+++ GIVEN RECORDS +++
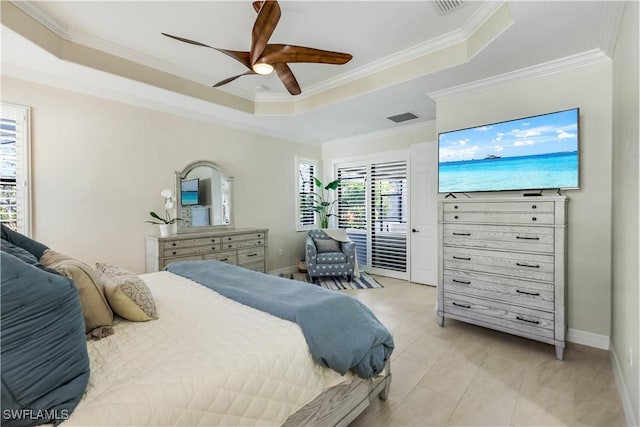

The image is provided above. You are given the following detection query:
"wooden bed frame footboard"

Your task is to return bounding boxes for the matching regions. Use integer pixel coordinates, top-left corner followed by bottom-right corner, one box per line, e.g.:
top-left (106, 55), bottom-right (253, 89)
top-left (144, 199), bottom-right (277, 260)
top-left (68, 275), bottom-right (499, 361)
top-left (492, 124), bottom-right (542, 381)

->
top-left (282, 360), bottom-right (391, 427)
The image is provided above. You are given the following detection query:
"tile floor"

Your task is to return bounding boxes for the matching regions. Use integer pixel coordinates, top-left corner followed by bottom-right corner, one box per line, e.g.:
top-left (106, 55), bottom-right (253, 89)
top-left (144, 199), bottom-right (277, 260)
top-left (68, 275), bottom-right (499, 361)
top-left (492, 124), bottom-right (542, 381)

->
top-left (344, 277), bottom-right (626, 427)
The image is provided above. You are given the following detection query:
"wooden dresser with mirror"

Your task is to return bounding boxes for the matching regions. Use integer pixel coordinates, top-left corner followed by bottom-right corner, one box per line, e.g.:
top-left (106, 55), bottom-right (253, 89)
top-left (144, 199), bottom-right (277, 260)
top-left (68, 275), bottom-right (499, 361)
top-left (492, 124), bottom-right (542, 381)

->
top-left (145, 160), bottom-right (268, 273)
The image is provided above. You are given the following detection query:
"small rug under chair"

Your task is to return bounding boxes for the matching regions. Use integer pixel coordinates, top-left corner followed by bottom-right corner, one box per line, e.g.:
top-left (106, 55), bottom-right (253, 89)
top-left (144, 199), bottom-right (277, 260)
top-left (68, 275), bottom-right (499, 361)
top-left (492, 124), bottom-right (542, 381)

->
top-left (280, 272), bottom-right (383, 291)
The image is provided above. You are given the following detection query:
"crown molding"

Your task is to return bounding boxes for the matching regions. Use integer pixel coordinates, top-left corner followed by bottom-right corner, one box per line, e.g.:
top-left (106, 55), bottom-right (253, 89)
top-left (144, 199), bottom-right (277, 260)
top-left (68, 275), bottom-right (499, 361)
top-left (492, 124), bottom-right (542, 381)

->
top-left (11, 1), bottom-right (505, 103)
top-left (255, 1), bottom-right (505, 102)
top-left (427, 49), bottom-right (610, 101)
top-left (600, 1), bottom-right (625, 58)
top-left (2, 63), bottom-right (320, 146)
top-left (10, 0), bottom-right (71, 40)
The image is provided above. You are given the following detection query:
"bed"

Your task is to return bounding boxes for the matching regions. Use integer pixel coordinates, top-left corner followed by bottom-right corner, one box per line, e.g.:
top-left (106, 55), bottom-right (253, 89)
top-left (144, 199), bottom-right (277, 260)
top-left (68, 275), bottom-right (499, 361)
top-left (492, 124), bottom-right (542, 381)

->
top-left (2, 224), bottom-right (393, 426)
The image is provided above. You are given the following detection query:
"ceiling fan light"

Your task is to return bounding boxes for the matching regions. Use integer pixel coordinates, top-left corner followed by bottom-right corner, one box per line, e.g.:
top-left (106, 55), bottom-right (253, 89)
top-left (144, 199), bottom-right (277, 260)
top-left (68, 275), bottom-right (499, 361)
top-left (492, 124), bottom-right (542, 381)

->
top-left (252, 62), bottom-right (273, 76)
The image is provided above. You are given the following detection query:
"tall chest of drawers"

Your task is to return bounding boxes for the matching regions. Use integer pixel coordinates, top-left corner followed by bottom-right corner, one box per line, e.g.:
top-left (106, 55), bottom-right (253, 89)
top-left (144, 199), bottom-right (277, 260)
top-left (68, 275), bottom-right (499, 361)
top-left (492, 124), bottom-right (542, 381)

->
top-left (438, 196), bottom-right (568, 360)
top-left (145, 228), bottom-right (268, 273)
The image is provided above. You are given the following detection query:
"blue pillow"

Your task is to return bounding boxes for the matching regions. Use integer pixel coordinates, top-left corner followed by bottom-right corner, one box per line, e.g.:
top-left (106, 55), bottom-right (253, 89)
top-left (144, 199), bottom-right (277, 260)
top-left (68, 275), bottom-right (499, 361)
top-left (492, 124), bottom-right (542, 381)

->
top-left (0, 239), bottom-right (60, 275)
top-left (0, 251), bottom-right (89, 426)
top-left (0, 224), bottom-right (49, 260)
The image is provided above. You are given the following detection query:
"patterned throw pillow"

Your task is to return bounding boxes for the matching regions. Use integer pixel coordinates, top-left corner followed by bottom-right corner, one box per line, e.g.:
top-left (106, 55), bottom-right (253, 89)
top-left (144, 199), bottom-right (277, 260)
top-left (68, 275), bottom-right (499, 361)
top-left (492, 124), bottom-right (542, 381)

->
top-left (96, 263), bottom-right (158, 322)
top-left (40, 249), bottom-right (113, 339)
+++
• **EXERCISE**
Repeat everything in the records precisely. Images are excluded from the copy.

• **SOLUTION TO THIS EXERCISE**
The image is provided above. You are given the following detection query:
"wooden bed frame footboard"

Your task is to return bounding boxes for the matching regions. Use integer pixel coordinates, top-left corner followed by bottom-right corner, one box per line, e.g.:
top-left (106, 55), bottom-right (253, 89)
top-left (144, 199), bottom-right (277, 260)
top-left (68, 275), bottom-right (499, 361)
top-left (492, 124), bottom-right (542, 381)

->
top-left (282, 360), bottom-right (391, 427)
The image is provided above. You are given the following detection query:
"tile floor"

Your task is to return bounding boxes for the matching regions. Use integer pixel coordinates, top-left corner followed by bottom-right corner, one box per line, e.g.:
top-left (106, 55), bottom-right (253, 89)
top-left (144, 199), bottom-right (277, 260)
top-left (68, 275), bottom-right (499, 361)
top-left (492, 124), bottom-right (542, 381)

->
top-left (344, 277), bottom-right (626, 427)
The image is provided above. You are given the following detection query:
"wooden dresser with mirror"

Your task is to return bounding boxes for the matching regions. Use integer pixel coordinates, top-left corner followed by bottom-right corner, one box per line, e.g.:
top-left (106, 55), bottom-right (253, 89)
top-left (144, 199), bottom-right (277, 260)
top-left (68, 275), bottom-right (499, 361)
top-left (492, 124), bottom-right (542, 381)

->
top-left (145, 160), bottom-right (268, 273)
The image is provided above. You are given the following detection query:
"small rug under chair"

Your task is to return bounding boxes for the matching regions. Use integer pixel coordinates, top-left corner followed by bottom-right corner, one box per line, e.g.:
top-left (106, 55), bottom-right (253, 89)
top-left (144, 199), bottom-right (277, 260)
top-left (68, 275), bottom-right (499, 361)
top-left (492, 124), bottom-right (542, 381)

->
top-left (280, 272), bottom-right (383, 291)
The image is provided above. You are given the following detection query:
"crown molding"

Your task is to return bounding boxes for the matching regions. Use integer pixel coordinates, top-left corner followed by bottom-right corner, one box per line, e.g.:
top-left (106, 55), bottom-right (253, 89)
top-left (144, 199), bottom-right (277, 260)
top-left (68, 275), bottom-right (499, 361)
top-left (492, 124), bottom-right (542, 381)

->
top-left (11, 1), bottom-right (505, 103)
top-left (255, 1), bottom-right (505, 102)
top-left (427, 49), bottom-right (610, 101)
top-left (600, 1), bottom-right (625, 58)
top-left (2, 63), bottom-right (320, 146)
top-left (10, 0), bottom-right (71, 40)
The image is provided above. You are given the following detection query:
"bed"

Your task is to return bounding boxes for the matching regions. Use integer pixel coordinates, top-left corner followed by bottom-right corner, one box per line, e.g.:
top-left (106, 55), bottom-right (253, 89)
top-left (144, 199), bottom-right (277, 260)
top-left (68, 275), bottom-right (499, 361)
top-left (492, 124), bottom-right (542, 381)

->
top-left (2, 224), bottom-right (393, 426)
The image is provided above. You are given the following detection query:
"ceiling fan light"

Your task is to return bounding boxes for the matching regions. Use integer pixel coordinates, top-left corner followed by bottom-right corner, one box per line, e.g.:
top-left (106, 55), bottom-right (253, 89)
top-left (144, 199), bottom-right (277, 260)
top-left (68, 275), bottom-right (499, 361)
top-left (492, 124), bottom-right (542, 381)

->
top-left (252, 62), bottom-right (273, 76)
The image is provided above. You are given the following detection query:
"tall chest of drawers"

Your task is to return bounding boxes for the matching regions. Use integer pixel coordinates, top-left corner followed by bottom-right corner, one box per line, e.g.:
top-left (106, 55), bottom-right (253, 89)
top-left (144, 199), bottom-right (277, 260)
top-left (68, 275), bottom-right (499, 361)
top-left (492, 124), bottom-right (542, 381)

->
top-left (438, 196), bottom-right (568, 360)
top-left (145, 228), bottom-right (268, 273)
The image is provided above. You are given the following detection query:
"blue pillow"

Your task is to return bounding boxes for the matching regions. Use integer pixel coordinates, top-left corner followed by bottom-right corner, one box per line, e.g.:
top-left (106, 55), bottom-right (253, 89)
top-left (144, 199), bottom-right (277, 260)
top-left (68, 275), bottom-right (499, 361)
top-left (492, 124), bottom-right (542, 381)

->
top-left (0, 239), bottom-right (60, 275)
top-left (0, 251), bottom-right (89, 426)
top-left (0, 224), bottom-right (49, 260)
The image is provided above. You are given the following detection query:
"patterned throw pillow"

Your task is to return bounding boxes for the matching regions. Use integer pixel coordinates, top-left corner followed by bottom-right corner, one box per line, e.g.:
top-left (106, 55), bottom-right (253, 89)
top-left (144, 199), bottom-right (277, 260)
top-left (68, 275), bottom-right (499, 361)
top-left (492, 124), bottom-right (542, 381)

->
top-left (96, 263), bottom-right (158, 322)
top-left (40, 249), bottom-right (113, 339)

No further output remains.